[Data lines]
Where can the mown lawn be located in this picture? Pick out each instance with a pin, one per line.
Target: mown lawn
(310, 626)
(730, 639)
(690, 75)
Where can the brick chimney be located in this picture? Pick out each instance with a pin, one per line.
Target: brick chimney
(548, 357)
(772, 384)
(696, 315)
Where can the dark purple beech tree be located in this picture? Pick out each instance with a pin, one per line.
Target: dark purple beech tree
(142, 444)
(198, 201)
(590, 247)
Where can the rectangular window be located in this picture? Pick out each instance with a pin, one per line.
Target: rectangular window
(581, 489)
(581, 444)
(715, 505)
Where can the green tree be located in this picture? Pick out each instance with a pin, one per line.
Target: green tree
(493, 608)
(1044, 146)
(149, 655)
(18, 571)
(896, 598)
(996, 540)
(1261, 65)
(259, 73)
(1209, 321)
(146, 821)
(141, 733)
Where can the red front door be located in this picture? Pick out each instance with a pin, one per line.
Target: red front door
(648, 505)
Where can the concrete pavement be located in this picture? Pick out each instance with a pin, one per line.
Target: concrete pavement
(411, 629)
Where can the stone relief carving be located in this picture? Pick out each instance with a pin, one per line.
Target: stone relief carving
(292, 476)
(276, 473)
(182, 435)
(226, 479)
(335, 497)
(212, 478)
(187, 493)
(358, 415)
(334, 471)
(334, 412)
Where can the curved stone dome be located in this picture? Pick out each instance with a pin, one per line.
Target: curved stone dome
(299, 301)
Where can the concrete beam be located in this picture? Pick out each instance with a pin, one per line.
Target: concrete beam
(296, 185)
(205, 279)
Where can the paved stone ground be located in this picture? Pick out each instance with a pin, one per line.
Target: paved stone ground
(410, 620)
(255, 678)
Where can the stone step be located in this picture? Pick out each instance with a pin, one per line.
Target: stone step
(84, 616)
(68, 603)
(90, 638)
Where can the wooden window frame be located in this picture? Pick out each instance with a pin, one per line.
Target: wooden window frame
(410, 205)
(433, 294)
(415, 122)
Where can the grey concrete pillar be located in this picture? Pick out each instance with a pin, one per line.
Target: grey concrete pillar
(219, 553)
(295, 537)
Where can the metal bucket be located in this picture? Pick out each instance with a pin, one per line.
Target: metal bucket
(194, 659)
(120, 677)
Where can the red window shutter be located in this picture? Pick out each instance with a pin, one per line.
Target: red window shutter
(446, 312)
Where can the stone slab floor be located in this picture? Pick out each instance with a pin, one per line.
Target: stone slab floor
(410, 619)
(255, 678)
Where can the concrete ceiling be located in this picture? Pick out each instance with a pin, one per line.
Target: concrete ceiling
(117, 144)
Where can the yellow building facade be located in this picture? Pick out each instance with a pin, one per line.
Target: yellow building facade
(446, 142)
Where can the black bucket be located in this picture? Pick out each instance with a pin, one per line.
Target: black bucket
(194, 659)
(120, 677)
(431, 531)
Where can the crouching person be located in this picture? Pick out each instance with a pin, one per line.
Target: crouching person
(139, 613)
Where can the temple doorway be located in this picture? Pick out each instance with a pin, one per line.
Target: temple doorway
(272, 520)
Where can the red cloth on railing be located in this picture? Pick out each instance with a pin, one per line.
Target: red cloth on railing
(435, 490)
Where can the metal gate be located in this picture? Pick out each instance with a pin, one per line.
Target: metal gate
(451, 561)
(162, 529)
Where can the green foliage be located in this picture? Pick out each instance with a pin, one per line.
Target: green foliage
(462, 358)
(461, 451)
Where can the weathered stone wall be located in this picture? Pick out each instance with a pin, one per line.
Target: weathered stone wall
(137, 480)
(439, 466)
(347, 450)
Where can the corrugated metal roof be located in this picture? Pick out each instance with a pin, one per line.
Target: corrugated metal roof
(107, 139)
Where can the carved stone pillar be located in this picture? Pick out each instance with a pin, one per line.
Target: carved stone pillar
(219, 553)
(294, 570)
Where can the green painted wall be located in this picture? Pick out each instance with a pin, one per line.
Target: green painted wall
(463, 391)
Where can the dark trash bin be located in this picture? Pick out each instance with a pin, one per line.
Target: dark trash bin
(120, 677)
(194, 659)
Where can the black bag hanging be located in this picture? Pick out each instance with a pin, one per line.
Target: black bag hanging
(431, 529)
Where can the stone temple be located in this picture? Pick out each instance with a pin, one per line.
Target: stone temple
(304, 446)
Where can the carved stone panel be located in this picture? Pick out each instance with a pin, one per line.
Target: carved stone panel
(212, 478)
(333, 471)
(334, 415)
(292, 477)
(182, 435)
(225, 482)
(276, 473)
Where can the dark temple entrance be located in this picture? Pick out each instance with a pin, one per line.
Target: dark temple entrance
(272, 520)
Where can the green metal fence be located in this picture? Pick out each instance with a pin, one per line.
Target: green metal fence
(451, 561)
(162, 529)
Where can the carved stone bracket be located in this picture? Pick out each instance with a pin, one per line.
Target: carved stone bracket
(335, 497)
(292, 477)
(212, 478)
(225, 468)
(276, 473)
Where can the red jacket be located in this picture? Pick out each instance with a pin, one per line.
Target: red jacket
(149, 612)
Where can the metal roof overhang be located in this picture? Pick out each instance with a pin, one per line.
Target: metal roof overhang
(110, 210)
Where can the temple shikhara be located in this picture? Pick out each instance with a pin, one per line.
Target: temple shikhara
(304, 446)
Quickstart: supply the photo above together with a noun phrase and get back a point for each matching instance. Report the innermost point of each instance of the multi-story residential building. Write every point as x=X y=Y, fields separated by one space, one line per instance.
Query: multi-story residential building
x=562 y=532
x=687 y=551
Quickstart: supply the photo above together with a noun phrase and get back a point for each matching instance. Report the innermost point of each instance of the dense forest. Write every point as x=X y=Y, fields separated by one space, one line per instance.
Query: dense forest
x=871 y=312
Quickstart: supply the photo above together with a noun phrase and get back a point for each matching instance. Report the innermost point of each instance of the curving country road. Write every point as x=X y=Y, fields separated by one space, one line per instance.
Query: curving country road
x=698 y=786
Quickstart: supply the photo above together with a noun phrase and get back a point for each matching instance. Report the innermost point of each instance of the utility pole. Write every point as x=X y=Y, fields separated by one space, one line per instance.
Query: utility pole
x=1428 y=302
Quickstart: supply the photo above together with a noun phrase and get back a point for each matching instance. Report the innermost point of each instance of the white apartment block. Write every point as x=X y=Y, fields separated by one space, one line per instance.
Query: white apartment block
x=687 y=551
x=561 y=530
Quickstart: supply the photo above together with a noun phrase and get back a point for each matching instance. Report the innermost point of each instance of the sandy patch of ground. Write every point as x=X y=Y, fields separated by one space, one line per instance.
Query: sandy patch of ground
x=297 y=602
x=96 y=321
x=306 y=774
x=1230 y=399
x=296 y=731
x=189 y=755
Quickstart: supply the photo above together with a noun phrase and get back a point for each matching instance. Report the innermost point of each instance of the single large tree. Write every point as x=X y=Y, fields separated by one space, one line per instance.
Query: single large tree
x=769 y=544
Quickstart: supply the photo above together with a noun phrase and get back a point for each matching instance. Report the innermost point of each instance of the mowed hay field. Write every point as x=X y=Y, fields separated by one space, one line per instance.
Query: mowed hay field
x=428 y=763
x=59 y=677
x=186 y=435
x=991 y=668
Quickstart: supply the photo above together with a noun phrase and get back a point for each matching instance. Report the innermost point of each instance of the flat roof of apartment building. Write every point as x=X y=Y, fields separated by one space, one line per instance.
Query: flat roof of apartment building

- [Work instructions] Please render every line of all the items above as a JSON list of strings, one string per line, leaving out any blank lines.

- [Output]
[
  "Where can the mown lawn be located in this picture? Pick out each instance with a pin, one per line.",
  "Target: mown lawn",
  "(310, 626)",
  "(730, 639)",
  "(690, 75)",
  "Where can the brick chimney be located in this picture? Pick out each instance with a pin, one per line.",
  "Target: brick chimney",
  "(548, 357)",
  "(772, 384)",
  "(696, 315)",
  "Where can the dark purple beech tree be located in this picture? Pick out each instance with a pin, one per line.",
  "Target: dark purple beech tree",
  "(142, 444)",
  "(198, 201)",
  "(590, 247)",
  "Where can the rectangular window be located in this picture? Pick out each instance with a pin, one per line.",
  "Target: rectangular window",
  "(581, 489)",
  "(581, 444)",
  "(715, 505)",
  "Where can the green tree be located in this picture? Pick out each instance with a pin, one per line.",
  "Target: green tree",
  "(493, 608)",
  "(1044, 146)",
  "(149, 655)",
  "(18, 571)",
  "(896, 598)",
  "(996, 540)",
  "(1261, 65)",
  "(259, 73)",
  "(1209, 321)",
  "(146, 821)",
  "(141, 733)",
  "Where can the red front door be located in this picture? Pick out each instance with a pin, one per line.",
  "Target: red front door",
  "(648, 505)",
  "Where can the concrete pavement be located in this picture? Pick out each instance with a pin, one per line.",
  "Target: concrete pavement",
  "(411, 629)",
  "Where can the stone relief carving be located in this picture? Pick out each instance with a pin, one per line.",
  "Target: stone relief carving",
  "(292, 476)",
  "(276, 473)",
  "(182, 435)",
  "(226, 479)",
  "(335, 497)",
  "(212, 478)",
  "(187, 493)",
  "(358, 415)",
  "(334, 471)",
  "(334, 412)",
  "Where can the curved stone dome be located in this picture? Pick out each instance with a pin, one per line.",
  "Target: curved stone dome",
  "(299, 301)",
  "Where can the concrete beam be located in this picture? Pick out each instance with a pin, one per line.",
  "Target: concrete beam",
  "(296, 185)",
  "(205, 279)",
  "Where can the paved stone ground be located in this picture? Pick out each instance with a pin, one per line.",
  "Target: paved stone ground",
  "(410, 620)",
  "(255, 678)",
  "Where can the stone step be located in this picture? Pick out each instance with a pin, one per line.",
  "Target: stone step",
  "(84, 616)",
  "(68, 603)",
  "(90, 638)",
  "Where can the wooden window frame be located in this picture? Pick out each instance with a pin, one per line.",
  "Target: wooden window frame",
  "(410, 205)",
  "(433, 294)",
  "(415, 122)",
  "Where can the grey concrete pillar be located in this picture? Pick out each instance with a pin, one per line.",
  "Target: grey concrete pillar",
  "(219, 553)",
  "(295, 537)",
  "Where can the metal bucket be located in this picture? Pick out each instance with a pin, one per line.",
  "Target: metal bucket",
  "(194, 659)",
  "(120, 677)",
  "Where can the red window shutter be located in this picture? Pick out each instance with a pin, one per line.",
  "Target: red window shutter",
  "(446, 312)",
  "Where can the stone slab floor be located in this picture? Pick out each instance with a pin, one per line.",
  "Target: stone slab floor",
  "(410, 619)",
  "(255, 678)",
  "Where can the concrete ceiling be located in this picture? Pick out each instance with a pin, one per line.",
  "Target: concrete ceiling",
  "(117, 144)",
  "Where can the yellow building facade be located in this picture? Pick out each instance with a pin, one per line.",
  "Target: yellow building facade",
  "(446, 142)",
  "Where can the black bucket be located in this picture? Pick out each instance with a pin, one per line.",
  "Target: black bucket",
  "(194, 659)",
  "(120, 677)",
  "(431, 531)",
  "Where can the crouching person be located in this picture? Pick out each instance with a pin, one per line.",
  "Target: crouching person",
  "(139, 613)",
  "Where can the temple doorway be located in this picture? Pick out each instance with a pin, one per line.",
  "Target: temple doorway",
  "(272, 520)",
  "Where can the red cloth on railing be located in this picture? Pick out each instance with a pin, one per line.",
  "Target: red cloth on railing",
  "(435, 490)",
  "Where can the metal gate be located in this picture? Pick out each instance with a pin, one per line.",
  "Target: metal gate",
  "(451, 561)",
  "(162, 529)",
  "Where can the green foliage be located in this picture? Pick out each instance with a pin, one per line.",
  "Target: green foliage",
  "(462, 358)",
  "(461, 451)",
  "Where can the weathered stone wall be located in this picture? Pick out each instance with a pin, one per line.",
  "Target: weathered stone wall",
  "(137, 480)",
  "(439, 466)",
  "(347, 450)",
  "Where can the corrugated metal roof be located in this picture? Pick out each instance with a pin, one per line.",
  "Target: corrugated metal roof",
  "(107, 139)",
  "Where can the carved stone pillar be located in this picture? Pick out each instance with a pin, one per line.",
  "Target: carved stone pillar",
  "(219, 553)",
  "(294, 570)",
  "Where can the green painted wall be located in this picture? Pick out each instance with a pin, one per line.",
  "Target: green painted wall",
  "(463, 391)",
  "Where can the dark trash bin be located in this picture? Pick out each instance with a pin, one per line.",
  "Target: dark trash bin",
  "(120, 677)",
  "(194, 659)",
  "Where can the black bag hanging be located in this picture? Pick out each instance with a pin, one per line.",
  "Target: black bag hanging",
  "(431, 529)",
  "Where can the stone temple be located in this picture? Pick out each instance with a pin, one per line.",
  "Target: stone temple",
  "(304, 446)",
  "Where can the carved stone panel be located in this picture? Pick out each instance with a pin, one per line.",
  "Target: carved stone panel",
  "(212, 478)",
  "(333, 471)",
  "(334, 415)",
  "(292, 477)",
  "(182, 435)",
  "(225, 482)",
  "(276, 473)",
  "Where can the dark temple entrance be located in this picture? Pick out each instance with a pin, one per line.",
  "Target: dark temple entrance",
  "(272, 520)",
  "Where can the green metal fence be located in this picture? Pick out each instance with a pin, one per line.",
  "Target: green metal fence",
  "(451, 561)",
  "(162, 529)",
  "Where can the carved stone bracket be located in this picture? Pick out each instance with a pin, one per line.",
  "Target: carved stone bracket",
  "(335, 497)",
  "(292, 477)",
  "(212, 478)",
  "(225, 468)",
  "(276, 473)",
  "Where can the red jacket be located in this picture? Pick out each instance with a pin, one per line.",
  "Target: red jacket",
  "(149, 612)",
  "Where can the metal roof overhang be located in this picture? Pick out each instance with a pin, one per line.",
  "Target: metal roof overhang",
  "(110, 210)",
  "Where can the temple shikhara be located in this picture? Pick out each instance with a pin, one per line.",
  "Target: temple shikhara",
  "(304, 446)",
  "Quickstart: supply the photo above together with a noun phrase and get back a point for each matching instance. Report the innermost point of each instance of the multi-story residential building. Write every point as x=X y=Y, fields separated by one space, one line per instance.",
  "Query: multi-story residential building",
  "x=562 y=532",
  "x=687 y=551",
  "Quickstart: supply the photo above together with a noun phrase and get back a point for each matching instance. Report the innermost point of each instance of the dense forest. Write every point as x=X y=Y, fields separated by one space, one line per instance.",
  "Query: dense forest",
  "x=871 y=312",
  "Quickstart: supply the photo above together with a noun phrase and get back a point for each matching instance. Report the innermost point of each instance of the curving country road. Write every point as x=X y=Y, fields separated by one space, one line per instance.",
  "Query: curving country road",
  "x=698 y=786",
  "Quickstart: supply the photo above together with a noun phrase and get back a point for each matching instance. Report the innermost point of each instance of the utility pole. Write every point as x=X y=Y, fields separated by one space, one line per instance.",
  "Query: utility pole",
  "x=1428 y=302",
  "Quickstart: supply the photo above together with a noun phrase and get back a point for each matching instance. Report the innermost point of each instance of the white apartment block. Write every point as x=X y=Y, fields separated by one space, one line per instance.",
  "Query: white apartment block",
  "x=687 y=551",
  "x=561 y=530",
  "Quickstart: supply the photo above together with a noun phrase and get back a point for each matching instance. Report the innermost point of each instance of the sandy patch of ground. Write every point as x=X y=Y, fields separated by one space, one line per instance.",
  "Query: sandy patch of ground",
  "x=297 y=602",
  "x=96 y=321",
  "x=306 y=774",
  "x=1230 y=399",
  "x=296 y=731",
  "x=189 y=755",
  "Quickstart: supply the photo above together with a noun phrase and get back a point for each matching instance. Report the innermost point of each instance of the single large tree. Write every point as x=X y=Y, fields separated by one space, one line per instance.",
  "Query: single large tree",
  "x=769 y=544",
  "Quickstart: supply the photo above together with a noun phrase and get back a point for each matching instance. Report the innermost point of each instance of the mowed hay field. Write every point as x=X y=Y, fields separated by one space, one line per instance.",
  "Query: mowed hay field",
  "x=428 y=763",
  "x=59 y=677",
  "x=186 y=435",
  "x=991 y=668",
  "Quickstart: supply the photo above together with a noun phrase and get back a point for each matching instance. Report the innermost point of each instance of the flat roof of apartment building. Write every point as x=X y=Y, fields separated by one space, one line per instance.",
  "Query: flat roof of apartment building"
]